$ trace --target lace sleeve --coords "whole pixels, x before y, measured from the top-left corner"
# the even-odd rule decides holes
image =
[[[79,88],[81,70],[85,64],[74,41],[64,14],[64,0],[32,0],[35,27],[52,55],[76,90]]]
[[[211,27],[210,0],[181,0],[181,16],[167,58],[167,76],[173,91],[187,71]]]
# # # # #
# Task
Rewrite these lines with "lace sleeve" replaced by "lace cuff" and everything else left the same.

# Answer to the exercise
$ trace --target lace cuff --coords "whole pixels, x before y, measured from the top-left corner"
# the even-odd rule decides holes
image =
[[[79,88],[81,70],[85,64],[74,41],[64,14],[64,0],[32,0],[35,27],[52,55],[76,90]]]
[[[211,27],[210,0],[181,0],[181,16],[167,58],[167,76],[173,91],[187,71]]]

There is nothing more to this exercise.